◆ YOUR OBJECTIVE
Restate word for word the lines in the listing below, starting at the line containing "Wildlife-survey tagging: tag each instance of the marble" and ending at the line containing "Wildlife-survey tagging: tag each instance of the leopard", both included; leave out the rest.

%%

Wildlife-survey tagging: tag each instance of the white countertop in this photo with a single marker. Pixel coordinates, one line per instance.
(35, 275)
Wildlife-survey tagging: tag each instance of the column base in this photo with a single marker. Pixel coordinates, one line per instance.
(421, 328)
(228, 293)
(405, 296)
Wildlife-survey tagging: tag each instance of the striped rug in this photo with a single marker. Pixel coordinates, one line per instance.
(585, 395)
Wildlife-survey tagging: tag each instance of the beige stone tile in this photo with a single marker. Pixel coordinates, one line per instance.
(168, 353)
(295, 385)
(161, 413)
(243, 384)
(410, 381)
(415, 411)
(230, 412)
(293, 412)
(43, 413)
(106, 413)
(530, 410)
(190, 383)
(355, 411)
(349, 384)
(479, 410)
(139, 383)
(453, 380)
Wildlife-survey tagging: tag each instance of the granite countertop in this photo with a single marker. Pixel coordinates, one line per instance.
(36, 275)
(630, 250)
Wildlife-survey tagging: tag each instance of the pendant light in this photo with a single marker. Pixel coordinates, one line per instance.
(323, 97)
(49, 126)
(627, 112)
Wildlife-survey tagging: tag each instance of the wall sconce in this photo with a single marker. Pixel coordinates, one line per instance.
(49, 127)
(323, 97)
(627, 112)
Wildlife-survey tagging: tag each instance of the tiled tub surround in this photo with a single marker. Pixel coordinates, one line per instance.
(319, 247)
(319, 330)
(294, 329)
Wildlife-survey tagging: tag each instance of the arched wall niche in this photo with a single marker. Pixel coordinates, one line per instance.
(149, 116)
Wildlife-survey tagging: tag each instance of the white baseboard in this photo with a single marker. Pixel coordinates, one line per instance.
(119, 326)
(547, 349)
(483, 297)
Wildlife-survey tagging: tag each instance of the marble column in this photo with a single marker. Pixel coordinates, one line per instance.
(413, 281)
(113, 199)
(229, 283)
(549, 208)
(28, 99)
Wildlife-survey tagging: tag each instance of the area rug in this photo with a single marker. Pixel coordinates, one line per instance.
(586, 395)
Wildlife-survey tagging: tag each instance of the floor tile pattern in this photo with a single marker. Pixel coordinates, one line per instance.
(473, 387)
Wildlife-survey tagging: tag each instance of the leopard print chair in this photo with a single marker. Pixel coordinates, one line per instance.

%%
%%

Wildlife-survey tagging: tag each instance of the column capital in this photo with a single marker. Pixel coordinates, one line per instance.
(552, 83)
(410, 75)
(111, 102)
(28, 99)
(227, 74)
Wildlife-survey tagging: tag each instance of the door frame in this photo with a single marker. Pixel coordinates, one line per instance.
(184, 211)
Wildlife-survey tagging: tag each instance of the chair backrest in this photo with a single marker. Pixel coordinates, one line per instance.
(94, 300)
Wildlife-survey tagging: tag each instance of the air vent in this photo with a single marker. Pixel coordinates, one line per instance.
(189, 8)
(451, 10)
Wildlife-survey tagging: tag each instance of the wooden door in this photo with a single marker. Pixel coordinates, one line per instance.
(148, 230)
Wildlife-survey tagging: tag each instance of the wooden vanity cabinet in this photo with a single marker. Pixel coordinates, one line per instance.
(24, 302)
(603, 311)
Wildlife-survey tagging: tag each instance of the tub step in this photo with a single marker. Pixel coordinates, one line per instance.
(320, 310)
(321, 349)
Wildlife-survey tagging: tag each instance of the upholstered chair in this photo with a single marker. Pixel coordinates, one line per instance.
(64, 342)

%%

◆ RESPONSE TO THIS TASK
Wildlife-survey tagging: tag each instance of the marble column in this photo with a single marker. Pixel coordinates, one line per instance.
(413, 281)
(113, 199)
(229, 283)
(549, 208)
(28, 99)
Wildlife-survey tagging: tag each instance of the area rug in this photo with a single marker. Pixel coordinates, one line per instance.
(586, 395)
Wildlife-survey tagging: tag each instance of the floor tile pattern in this photo with a single marker. Pixel coordinates, one line per instance.
(473, 387)
Wildlife-survey tagging: tag each instance of the leopard print chair in this photo with a single marker. Pixel coordinates, one line per instance.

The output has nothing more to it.